Find every line in the entries that holds the string "side" and report it.

DATASET RECORDS section start

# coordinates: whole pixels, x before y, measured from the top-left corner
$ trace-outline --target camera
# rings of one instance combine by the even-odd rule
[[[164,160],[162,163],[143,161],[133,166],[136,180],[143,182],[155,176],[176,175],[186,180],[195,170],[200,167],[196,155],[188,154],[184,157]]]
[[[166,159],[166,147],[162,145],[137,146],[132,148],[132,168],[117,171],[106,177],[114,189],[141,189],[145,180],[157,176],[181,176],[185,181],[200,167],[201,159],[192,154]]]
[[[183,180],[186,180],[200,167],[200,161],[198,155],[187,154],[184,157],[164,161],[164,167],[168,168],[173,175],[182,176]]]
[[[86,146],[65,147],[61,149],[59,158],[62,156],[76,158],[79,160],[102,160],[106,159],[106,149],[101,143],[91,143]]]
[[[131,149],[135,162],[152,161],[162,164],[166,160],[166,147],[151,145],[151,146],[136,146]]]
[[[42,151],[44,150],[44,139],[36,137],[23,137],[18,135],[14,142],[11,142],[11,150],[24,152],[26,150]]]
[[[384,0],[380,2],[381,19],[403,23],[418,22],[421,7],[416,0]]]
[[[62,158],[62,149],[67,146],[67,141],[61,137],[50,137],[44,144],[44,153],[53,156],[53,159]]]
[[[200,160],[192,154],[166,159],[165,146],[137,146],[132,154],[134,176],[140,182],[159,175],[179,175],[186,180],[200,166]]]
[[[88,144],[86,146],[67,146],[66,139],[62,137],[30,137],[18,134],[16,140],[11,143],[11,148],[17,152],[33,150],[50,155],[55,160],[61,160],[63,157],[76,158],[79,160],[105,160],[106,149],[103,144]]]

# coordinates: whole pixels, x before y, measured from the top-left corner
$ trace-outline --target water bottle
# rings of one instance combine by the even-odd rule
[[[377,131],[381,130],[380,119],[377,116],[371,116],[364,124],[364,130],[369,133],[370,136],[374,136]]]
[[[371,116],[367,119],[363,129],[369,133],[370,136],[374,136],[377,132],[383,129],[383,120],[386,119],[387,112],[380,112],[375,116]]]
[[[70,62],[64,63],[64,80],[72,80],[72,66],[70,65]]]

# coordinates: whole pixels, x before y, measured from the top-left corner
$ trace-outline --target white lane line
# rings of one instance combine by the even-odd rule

DATASET RECORDS section end
DATASET RECORDS section start

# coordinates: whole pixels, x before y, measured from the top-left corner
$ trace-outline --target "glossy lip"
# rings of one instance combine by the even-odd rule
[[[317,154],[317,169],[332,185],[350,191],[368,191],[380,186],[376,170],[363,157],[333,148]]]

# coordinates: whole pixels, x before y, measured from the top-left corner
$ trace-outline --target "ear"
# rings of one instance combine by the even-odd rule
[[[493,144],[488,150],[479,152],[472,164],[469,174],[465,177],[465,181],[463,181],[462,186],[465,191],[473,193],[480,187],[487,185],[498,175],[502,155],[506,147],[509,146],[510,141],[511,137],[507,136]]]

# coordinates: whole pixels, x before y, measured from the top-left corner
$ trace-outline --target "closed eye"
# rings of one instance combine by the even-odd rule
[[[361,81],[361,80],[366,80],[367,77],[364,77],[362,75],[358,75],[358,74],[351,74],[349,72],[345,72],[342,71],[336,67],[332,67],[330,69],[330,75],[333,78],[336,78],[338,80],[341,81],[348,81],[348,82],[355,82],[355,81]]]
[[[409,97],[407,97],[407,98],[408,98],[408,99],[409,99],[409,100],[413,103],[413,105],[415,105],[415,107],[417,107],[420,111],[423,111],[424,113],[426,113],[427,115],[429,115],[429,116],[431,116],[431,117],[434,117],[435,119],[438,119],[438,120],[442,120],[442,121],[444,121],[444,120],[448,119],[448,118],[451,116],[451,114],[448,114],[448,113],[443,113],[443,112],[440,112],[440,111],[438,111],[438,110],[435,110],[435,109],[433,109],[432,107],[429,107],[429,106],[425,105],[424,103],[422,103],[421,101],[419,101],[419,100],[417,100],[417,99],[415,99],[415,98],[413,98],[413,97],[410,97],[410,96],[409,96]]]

DATASET RECORDS section end
DATASET RECORDS section start

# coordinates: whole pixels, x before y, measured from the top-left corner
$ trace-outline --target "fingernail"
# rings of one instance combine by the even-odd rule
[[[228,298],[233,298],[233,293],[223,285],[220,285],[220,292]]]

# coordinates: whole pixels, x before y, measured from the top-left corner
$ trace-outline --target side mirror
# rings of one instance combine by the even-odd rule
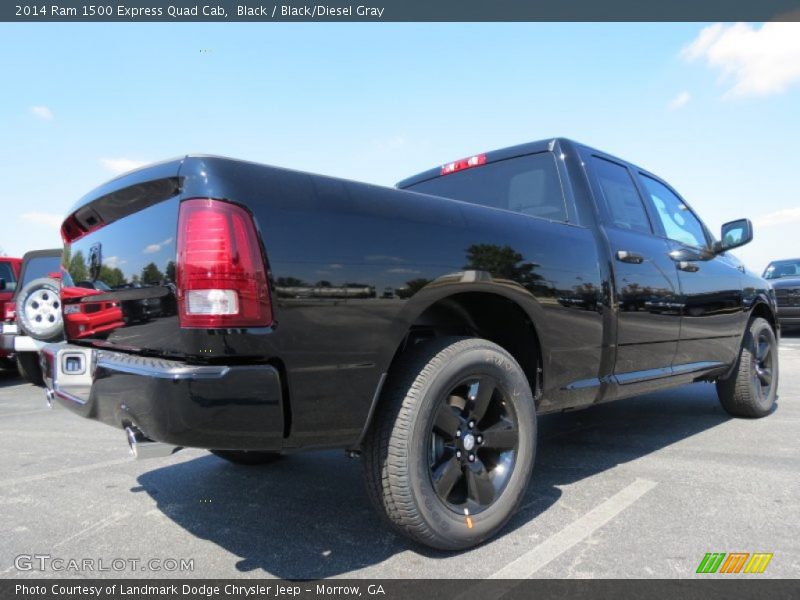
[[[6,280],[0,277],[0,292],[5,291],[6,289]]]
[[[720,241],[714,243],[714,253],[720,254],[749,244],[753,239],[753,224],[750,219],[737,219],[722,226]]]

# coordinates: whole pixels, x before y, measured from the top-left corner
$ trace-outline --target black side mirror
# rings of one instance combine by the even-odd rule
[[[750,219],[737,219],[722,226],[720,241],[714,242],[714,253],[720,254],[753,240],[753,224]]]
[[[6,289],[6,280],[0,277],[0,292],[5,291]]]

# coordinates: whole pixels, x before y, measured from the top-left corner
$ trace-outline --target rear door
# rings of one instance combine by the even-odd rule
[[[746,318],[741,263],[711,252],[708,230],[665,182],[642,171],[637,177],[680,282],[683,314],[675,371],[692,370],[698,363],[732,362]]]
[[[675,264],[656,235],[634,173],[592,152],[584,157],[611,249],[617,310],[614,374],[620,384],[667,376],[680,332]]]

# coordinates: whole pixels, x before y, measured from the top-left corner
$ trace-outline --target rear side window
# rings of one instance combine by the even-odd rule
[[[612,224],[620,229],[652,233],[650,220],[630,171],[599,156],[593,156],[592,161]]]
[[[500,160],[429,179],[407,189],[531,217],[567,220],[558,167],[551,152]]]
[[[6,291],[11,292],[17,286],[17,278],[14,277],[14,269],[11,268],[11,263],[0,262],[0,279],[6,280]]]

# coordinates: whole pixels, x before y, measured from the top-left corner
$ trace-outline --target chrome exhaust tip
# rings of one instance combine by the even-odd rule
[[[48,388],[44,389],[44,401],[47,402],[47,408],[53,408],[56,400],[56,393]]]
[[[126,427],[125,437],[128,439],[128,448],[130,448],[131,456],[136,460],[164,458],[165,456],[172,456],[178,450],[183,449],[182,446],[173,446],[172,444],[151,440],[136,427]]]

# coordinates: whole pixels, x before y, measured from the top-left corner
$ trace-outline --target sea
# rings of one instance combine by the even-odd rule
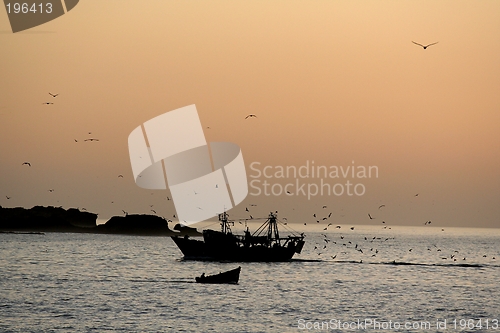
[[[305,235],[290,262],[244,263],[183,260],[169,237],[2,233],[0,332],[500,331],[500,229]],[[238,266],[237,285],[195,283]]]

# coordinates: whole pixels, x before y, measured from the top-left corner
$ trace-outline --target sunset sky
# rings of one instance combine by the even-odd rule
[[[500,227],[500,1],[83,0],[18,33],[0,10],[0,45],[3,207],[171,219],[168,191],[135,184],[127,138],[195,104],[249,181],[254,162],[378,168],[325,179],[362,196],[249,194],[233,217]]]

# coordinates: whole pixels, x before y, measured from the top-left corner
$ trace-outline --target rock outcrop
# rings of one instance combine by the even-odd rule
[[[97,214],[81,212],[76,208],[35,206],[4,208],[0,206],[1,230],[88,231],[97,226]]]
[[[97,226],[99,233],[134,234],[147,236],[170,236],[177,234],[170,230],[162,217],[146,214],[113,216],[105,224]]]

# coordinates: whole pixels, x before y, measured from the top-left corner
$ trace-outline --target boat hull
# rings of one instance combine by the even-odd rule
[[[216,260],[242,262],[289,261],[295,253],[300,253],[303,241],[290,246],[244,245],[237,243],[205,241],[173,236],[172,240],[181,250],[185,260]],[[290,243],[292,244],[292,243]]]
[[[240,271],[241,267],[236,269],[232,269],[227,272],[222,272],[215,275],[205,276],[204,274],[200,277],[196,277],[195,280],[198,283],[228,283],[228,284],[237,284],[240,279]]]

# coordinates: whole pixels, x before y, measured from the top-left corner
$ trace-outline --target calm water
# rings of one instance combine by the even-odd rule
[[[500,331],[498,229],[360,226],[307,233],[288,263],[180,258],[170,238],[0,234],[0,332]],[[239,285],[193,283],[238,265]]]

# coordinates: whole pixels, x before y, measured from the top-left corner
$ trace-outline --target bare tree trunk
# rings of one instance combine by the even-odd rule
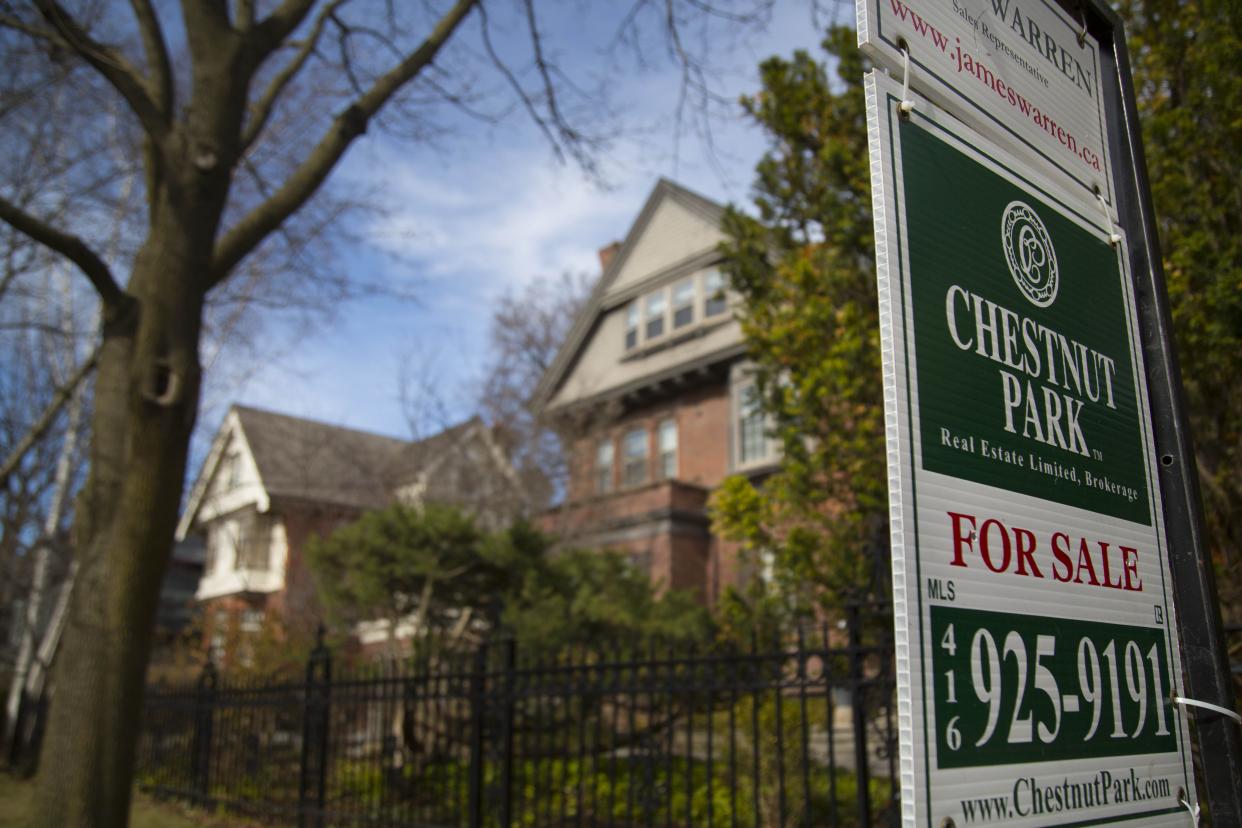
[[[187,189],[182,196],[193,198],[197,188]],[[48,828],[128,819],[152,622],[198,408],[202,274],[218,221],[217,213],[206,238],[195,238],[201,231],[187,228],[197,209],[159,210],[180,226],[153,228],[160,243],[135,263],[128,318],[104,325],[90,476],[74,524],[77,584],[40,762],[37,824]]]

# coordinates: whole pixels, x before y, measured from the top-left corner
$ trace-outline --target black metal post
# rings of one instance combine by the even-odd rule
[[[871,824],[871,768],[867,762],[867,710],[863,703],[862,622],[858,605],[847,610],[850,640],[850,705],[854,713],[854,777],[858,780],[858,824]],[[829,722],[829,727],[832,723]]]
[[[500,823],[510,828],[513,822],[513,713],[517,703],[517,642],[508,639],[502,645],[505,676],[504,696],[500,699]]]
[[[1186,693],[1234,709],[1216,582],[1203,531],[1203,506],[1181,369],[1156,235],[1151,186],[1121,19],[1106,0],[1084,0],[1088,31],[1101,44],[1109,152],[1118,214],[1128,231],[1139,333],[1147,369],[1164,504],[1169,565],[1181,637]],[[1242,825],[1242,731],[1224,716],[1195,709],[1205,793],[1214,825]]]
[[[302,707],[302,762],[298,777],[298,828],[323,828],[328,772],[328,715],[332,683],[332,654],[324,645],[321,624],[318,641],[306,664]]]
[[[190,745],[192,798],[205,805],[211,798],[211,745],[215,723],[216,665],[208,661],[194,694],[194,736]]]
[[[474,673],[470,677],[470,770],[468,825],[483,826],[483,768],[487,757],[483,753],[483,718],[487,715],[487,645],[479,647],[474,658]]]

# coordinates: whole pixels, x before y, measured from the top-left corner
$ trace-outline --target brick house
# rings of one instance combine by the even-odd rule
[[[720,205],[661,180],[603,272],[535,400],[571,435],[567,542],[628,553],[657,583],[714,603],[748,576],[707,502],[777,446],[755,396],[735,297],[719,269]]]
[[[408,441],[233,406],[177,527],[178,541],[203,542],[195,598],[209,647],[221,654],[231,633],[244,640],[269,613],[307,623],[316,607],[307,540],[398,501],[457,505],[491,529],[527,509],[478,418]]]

DATASET RECORDS section end

> _RESULT_:
$ trace-outline --target side mirror
$ trace-outline --target black side mirror
$ trace-outline --target rear side window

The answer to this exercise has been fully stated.